Selected extract ::
— Begin —

Introduction

Starting with version 1.2, cubature now uses Rcpp. Also, version 1.3 uses the newer version (1.0.2) of Steven G. Johnson’s hcubature and pcubature routines, including the vectorized interface.

Per the documentation, use of pcubature is advisable only for smooth integrands in dimesions up to three at most. In fact, the pcubature routines perform significantly worse than the vectorized hcubature in inappropriate cases. So when in doubt, you are better off using hcubature.

The main point of this note is to examine the difference vectorization makes. My recommendations are below in the summary section.

A Timing Harness

Our harness will provide timing results for hcubature, pcubature (where appropriate) and R2Cuba calls. We begin by creating a harness for these calls.

library(microbenchmark)
library(cubature)
library(R2Cuba)

harness <- function(which = NULL,
                    f, fv, lowerLimit, upperLimit, tol = 1e-3, times = 20, ...) {

    fns <- c(hc = "Non-vectorized Hcubature",
             hc.v = "Vectorized Hcubature",
             pc = "Non-vectorized Pcubature",
             pc.v = "Vectorized Pcubature",
             cc = "R2Cuba::cuhre")

    hc <- function() cubature::hcubature(f = f,
                                         lowerLimit = lowerLimit,
                                         upperLimit = upperLimit,
                                         tol = tol,
                                         ...)

    hc.v <- function() cubature::hcubature(f = fv,
                                           lowerLimit = lowerLimit,
                                           upperLimit = upperLimit,
                                           tol = tol,
                                           vectorInterface = TRUE,
                                           ...)

    pc <- function() cubature::pcubature(f = f,
                                         lowerLimit = lowerLimit,
                                         upperLimit = upperLimit,
                                         tol = tol,
                                         ...)

    pc.v <- function() cubature::pcubature(f = fv,
                                           lowerLimit = lowerLimit,
                                           upperLimit = upperLimit,
                                           tol = tol,
                                           vectorInterface = TRUE,
                                           ...)
    ndim = length(lowerLimit)

    cc <- function() R2Cuba::cuhre(ndim = ndim, ncomp = 1, integrand = f,
                                   lower = lowerLimit, upper = upperLimit,
                                   flags = list(verbose = 0, final = 1),
                                   rel.tol = tol,
                                   max.eval = 10^6,
                                   ...)
    if (is.null(which)) {
        fnIndices <- seq_along(fns)
    } else {
        fnIndices <- match(which, names(fns))

— End —

Exercise instructions :: According to the cubature extract, for which integrands does the documentation advise using pcubature? The records are not required.

Records ::
— Begin —

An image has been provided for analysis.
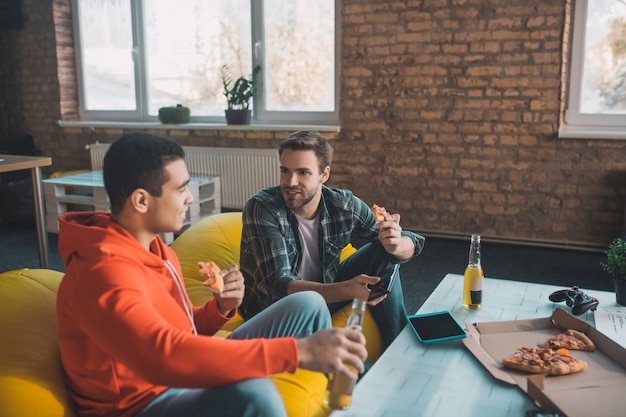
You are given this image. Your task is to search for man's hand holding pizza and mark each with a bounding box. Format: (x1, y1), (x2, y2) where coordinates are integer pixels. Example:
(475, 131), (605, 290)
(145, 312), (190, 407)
(198, 262), (245, 316)
(214, 264), (246, 316)
(373, 204), (415, 259)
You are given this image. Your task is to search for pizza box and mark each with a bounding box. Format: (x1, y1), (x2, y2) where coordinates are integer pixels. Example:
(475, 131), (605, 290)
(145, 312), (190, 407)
(463, 308), (626, 417)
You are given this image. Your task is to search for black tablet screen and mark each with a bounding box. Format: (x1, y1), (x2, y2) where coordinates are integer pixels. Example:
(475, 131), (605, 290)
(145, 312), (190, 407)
(408, 311), (466, 343)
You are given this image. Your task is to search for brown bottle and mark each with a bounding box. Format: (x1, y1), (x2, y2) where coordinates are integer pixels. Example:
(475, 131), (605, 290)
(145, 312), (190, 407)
(324, 298), (366, 410)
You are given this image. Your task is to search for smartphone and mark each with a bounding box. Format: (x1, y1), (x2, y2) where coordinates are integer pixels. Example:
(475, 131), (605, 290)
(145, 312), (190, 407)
(367, 264), (400, 301)
(407, 311), (467, 343)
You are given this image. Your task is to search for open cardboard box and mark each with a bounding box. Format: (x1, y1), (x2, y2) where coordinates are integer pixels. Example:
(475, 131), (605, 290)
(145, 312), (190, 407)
(463, 308), (626, 417)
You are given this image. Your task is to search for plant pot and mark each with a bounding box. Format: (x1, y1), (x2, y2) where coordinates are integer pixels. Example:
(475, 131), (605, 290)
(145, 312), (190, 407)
(224, 109), (252, 125)
(613, 279), (626, 306)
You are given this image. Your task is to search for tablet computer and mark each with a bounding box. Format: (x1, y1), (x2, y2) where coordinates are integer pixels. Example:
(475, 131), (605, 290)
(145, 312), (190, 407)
(407, 311), (467, 343)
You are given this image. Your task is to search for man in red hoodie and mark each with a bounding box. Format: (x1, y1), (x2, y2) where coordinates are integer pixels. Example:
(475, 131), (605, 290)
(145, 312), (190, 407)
(57, 133), (367, 417)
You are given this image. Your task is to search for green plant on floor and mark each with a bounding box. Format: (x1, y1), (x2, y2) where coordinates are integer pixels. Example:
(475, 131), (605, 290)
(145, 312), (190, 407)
(601, 237), (626, 281)
(220, 65), (261, 110)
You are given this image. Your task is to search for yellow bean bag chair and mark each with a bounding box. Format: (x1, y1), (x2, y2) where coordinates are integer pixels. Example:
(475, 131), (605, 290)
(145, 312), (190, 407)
(0, 213), (381, 417)
(0, 269), (76, 417)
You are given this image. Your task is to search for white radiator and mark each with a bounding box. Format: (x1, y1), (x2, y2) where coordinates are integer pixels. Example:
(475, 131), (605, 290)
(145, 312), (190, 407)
(88, 143), (280, 209)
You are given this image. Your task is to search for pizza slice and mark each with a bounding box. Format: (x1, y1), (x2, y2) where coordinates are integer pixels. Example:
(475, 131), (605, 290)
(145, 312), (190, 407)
(372, 204), (390, 222)
(502, 347), (587, 375)
(198, 262), (224, 294)
(547, 329), (596, 352)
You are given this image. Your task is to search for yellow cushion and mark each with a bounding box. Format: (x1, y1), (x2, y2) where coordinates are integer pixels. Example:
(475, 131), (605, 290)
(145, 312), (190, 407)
(0, 269), (76, 417)
(172, 212), (382, 416)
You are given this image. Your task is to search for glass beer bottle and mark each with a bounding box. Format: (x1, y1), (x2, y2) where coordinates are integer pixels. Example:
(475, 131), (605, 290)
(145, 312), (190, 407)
(463, 235), (484, 310)
(324, 298), (366, 410)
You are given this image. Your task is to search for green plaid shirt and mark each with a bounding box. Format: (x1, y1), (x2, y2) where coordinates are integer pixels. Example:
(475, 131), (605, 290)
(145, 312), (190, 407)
(240, 186), (424, 318)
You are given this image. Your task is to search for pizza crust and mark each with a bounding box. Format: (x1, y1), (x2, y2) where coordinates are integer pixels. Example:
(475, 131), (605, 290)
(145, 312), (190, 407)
(501, 347), (587, 375)
(547, 329), (596, 352)
(198, 262), (224, 294)
(372, 204), (390, 222)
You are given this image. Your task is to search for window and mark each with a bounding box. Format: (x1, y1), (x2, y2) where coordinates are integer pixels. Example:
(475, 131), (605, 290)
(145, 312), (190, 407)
(560, 0), (626, 139)
(72, 0), (338, 124)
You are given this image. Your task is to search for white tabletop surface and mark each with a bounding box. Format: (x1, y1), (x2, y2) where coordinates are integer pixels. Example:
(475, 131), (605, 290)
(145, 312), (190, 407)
(332, 274), (617, 417)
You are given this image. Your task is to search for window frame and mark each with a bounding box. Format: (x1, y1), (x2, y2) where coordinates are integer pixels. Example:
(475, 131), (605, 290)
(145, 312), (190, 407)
(71, 0), (341, 126)
(559, 0), (626, 139)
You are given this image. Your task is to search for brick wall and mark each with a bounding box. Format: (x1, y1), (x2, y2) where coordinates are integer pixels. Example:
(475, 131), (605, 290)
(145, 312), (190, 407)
(0, 0), (626, 247)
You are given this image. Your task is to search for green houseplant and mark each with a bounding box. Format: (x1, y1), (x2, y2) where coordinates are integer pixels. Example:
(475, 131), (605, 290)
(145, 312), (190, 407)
(601, 237), (626, 305)
(220, 65), (261, 125)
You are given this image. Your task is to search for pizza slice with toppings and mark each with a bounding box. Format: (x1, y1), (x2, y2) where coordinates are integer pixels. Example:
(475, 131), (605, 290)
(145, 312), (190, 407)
(502, 347), (587, 375)
(198, 262), (224, 294)
(547, 329), (596, 352)
(372, 204), (390, 222)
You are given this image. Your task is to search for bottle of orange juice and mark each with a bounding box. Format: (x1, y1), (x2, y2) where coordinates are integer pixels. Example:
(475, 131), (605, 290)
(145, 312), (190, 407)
(463, 235), (484, 310)
(324, 298), (366, 410)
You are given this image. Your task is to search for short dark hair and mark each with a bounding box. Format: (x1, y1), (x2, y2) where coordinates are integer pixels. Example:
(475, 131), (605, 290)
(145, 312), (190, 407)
(278, 130), (334, 173)
(102, 132), (185, 214)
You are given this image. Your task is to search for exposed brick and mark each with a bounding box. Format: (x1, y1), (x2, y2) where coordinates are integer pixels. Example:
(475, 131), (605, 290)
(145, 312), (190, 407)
(0, 0), (626, 249)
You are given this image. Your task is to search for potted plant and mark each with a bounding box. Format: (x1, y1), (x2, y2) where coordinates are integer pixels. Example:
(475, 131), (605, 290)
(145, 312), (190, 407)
(601, 237), (626, 306)
(221, 65), (261, 125)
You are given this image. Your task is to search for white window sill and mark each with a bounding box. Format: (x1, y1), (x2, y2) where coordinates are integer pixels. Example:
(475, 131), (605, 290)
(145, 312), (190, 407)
(559, 125), (626, 140)
(58, 120), (341, 133)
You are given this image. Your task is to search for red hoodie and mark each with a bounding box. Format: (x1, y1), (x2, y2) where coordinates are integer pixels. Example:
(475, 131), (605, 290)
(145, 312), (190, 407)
(57, 212), (298, 416)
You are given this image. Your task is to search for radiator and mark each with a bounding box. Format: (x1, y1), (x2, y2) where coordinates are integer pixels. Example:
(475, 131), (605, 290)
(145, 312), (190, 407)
(88, 143), (280, 209)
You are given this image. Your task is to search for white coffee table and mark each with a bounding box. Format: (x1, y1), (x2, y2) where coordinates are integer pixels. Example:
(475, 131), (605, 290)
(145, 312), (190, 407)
(331, 274), (617, 417)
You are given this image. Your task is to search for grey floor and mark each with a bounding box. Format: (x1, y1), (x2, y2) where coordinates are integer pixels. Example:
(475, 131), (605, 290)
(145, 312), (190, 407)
(0, 221), (613, 313)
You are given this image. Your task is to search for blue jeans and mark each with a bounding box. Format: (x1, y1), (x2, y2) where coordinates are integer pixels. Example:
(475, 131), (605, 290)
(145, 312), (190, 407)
(135, 291), (331, 417)
(328, 241), (408, 349)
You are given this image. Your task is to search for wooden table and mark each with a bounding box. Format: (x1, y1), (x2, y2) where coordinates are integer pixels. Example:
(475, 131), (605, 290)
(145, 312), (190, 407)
(332, 274), (617, 417)
(0, 154), (52, 268)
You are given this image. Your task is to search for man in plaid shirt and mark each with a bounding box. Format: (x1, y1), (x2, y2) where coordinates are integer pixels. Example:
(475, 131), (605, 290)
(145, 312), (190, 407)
(241, 131), (424, 348)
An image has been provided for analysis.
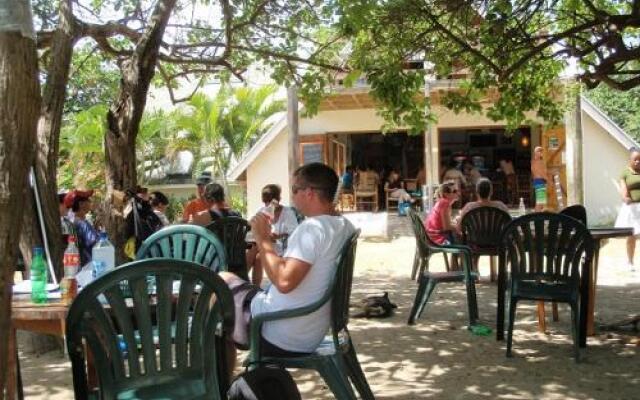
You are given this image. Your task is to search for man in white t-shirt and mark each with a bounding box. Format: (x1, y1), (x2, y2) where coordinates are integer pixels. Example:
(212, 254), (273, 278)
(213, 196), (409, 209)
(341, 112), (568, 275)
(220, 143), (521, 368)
(221, 163), (355, 366)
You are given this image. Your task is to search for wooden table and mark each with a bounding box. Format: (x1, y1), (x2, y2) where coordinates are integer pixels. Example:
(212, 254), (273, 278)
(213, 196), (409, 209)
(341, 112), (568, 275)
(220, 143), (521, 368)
(580, 228), (633, 346)
(7, 295), (69, 400)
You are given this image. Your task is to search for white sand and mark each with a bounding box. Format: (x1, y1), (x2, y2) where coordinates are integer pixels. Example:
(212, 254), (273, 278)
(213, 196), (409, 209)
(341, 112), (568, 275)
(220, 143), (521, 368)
(16, 218), (640, 400)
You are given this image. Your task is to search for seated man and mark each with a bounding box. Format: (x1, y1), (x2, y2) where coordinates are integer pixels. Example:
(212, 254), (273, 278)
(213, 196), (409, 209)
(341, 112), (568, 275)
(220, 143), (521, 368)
(456, 178), (509, 228)
(220, 163), (355, 366)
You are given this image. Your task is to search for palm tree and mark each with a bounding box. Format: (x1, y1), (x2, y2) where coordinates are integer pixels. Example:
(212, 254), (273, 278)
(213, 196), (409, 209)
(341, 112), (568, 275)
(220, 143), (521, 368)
(176, 85), (284, 183)
(58, 105), (107, 188)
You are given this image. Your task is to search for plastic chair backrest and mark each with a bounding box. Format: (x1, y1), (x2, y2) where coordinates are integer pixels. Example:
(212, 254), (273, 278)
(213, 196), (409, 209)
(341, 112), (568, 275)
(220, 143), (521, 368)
(136, 225), (227, 272)
(66, 258), (234, 399)
(207, 217), (251, 275)
(500, 212), (593, 284)
(409, 209), (431, 268)
(355, 171), (378, 192)
(330, 229), (360, 334)
(460, 206), (511, 249)
(560, 204), (587, 225)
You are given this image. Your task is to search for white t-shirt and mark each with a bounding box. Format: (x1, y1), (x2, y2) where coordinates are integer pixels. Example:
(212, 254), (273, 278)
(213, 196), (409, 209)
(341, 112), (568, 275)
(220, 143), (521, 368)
(251, 215), (355, 353)
(271, 207), (298, 256)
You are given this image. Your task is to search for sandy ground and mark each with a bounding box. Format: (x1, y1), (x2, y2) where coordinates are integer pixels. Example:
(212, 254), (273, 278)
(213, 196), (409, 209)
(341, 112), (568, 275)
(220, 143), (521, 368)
(16, 218), (640, 400)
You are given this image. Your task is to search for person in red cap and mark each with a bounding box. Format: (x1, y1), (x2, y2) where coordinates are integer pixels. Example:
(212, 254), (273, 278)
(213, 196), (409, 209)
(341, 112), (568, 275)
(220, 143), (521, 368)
(64, 190), (99, 265)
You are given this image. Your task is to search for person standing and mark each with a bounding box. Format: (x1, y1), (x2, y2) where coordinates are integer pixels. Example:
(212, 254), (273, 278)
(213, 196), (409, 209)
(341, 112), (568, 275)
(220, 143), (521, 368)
(531, 146), (549, 212)
(64, 190), (99, 265)
(182, 171), (211, 223)
(190, 183), (242, 226)
(615, 148), (640, 271)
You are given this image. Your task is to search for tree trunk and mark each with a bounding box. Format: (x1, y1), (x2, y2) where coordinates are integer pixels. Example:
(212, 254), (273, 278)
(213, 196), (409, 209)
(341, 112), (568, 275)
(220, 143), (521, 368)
(105, 0), (176, 263)
(0, 27), (40, 398)
(20, 0), (76, 280)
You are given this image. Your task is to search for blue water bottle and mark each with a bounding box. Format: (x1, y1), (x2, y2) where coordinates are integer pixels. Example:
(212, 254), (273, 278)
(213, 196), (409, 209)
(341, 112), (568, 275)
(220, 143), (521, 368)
(31, 247), (47, 304)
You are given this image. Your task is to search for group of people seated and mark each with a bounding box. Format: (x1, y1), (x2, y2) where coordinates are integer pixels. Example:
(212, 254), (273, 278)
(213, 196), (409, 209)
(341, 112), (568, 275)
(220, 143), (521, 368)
(424, 178), (508, 245)
(340, 165), (426, 211)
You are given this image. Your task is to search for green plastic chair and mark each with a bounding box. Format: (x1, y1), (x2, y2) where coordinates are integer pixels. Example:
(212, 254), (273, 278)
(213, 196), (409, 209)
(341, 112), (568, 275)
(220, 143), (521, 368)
(497, 212), (594, 361)
(66, 258), (234, 400)
(207, 217), (251, 281)
(246, 230), (374, 400)
(136, 224), (227, 272)
(460, 206), (511, 282)
(407, 210), (478, 328)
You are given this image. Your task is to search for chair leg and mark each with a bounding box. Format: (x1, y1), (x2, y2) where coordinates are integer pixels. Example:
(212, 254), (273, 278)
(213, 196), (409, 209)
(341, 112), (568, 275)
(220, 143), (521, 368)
(489, 256), (497, 282)
(344, 339), (375, 400)
(538, 300), (547, 333)
(407, 275), (436, 325)
(317, 358), (356, 400)
(572, 303), (580, 362)
(466, 278), (478, 327)
(507, 298), (518, 357)
(411, 248), (420, 281)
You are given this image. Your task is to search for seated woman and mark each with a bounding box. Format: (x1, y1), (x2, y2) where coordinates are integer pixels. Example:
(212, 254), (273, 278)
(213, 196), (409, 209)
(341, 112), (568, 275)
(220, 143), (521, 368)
(456, 178), (509, 230)
(247, 184), (298, 286)
(424, 182), (459, 245)
(191, 183), (242, 226)
(384, 169), (413, 203)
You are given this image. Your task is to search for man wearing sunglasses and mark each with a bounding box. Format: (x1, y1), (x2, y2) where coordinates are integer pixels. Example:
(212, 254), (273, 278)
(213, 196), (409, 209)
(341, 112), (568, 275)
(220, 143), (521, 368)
(220, 163), (355, 368)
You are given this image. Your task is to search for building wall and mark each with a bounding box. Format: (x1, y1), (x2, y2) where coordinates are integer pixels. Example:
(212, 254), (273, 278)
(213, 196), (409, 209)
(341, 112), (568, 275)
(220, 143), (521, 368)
(582, 112), (629, 225)
(247, 130), (290, 217)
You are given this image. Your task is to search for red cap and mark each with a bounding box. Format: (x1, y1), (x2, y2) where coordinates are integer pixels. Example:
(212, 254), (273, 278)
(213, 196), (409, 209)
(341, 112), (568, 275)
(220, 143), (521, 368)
(64, 190), (93, 208)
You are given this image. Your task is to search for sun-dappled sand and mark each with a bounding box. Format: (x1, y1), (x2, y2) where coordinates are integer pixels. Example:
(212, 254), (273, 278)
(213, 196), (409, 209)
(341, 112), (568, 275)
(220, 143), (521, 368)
(21, 217), (640, 399)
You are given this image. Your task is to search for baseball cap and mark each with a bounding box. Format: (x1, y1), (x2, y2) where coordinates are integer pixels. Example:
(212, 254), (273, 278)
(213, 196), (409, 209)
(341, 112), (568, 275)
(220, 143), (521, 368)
(196, 171), (211, 185)
(64, 190), (93, 208)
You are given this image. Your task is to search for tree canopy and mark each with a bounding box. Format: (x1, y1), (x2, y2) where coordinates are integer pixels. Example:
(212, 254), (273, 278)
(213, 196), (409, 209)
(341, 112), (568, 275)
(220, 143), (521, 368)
(340, 0), (640, 131)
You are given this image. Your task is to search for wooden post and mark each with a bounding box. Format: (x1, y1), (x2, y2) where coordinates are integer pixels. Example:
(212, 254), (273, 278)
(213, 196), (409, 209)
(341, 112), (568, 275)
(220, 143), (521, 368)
(286, 86), (300, 204)
(565, 89), (584, 205)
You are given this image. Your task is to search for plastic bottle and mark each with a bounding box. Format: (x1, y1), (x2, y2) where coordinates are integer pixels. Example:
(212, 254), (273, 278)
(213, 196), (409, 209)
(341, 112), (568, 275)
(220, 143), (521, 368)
(60, 235), (80, 303)
(91, 232), (116, 272)
(518, 197), (527, 216)
(62, 235), (80, 277)
(31, 247), (47, 304)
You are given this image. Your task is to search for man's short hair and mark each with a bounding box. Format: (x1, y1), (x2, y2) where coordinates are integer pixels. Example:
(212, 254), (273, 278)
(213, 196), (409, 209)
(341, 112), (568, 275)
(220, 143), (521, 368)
(476, 178), (491, 199)
(262, 183), (282, 203)
(202, 183), (224, 203)
(293, 163), (339, 202)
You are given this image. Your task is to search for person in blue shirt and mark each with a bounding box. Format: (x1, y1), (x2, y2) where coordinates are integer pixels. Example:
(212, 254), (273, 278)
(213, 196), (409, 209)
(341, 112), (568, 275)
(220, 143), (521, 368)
(64, 190), (99, 265)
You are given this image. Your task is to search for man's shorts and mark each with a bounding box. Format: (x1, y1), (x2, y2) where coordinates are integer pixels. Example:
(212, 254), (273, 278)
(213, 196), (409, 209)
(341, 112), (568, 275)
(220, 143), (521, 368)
(533, 178), (547, 206)
(227, 276), (308, 357)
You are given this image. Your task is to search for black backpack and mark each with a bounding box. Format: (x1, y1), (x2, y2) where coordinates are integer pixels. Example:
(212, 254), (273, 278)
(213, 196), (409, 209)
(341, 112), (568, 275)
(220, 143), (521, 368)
(227, 364), (302, 400)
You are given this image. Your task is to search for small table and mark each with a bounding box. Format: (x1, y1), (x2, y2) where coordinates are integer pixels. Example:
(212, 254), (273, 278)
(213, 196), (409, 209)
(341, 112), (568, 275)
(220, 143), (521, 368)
(580, 228), (633, 346)
(7, 294), (69, 399)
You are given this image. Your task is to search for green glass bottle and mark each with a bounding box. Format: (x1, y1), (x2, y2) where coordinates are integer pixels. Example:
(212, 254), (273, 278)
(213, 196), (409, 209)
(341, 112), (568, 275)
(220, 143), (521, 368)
(31, 247), (47, 304)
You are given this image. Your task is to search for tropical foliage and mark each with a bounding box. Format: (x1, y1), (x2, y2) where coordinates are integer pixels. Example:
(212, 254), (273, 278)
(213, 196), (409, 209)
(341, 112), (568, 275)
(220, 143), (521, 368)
(176, 85), (284, 180)
(58, 85), (284, 188)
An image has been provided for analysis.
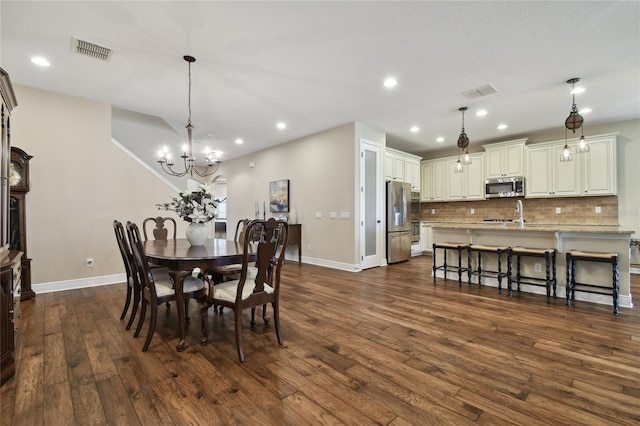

— End —

Answer to the exercise :: Only smooth integrands in dimensions up to three at most.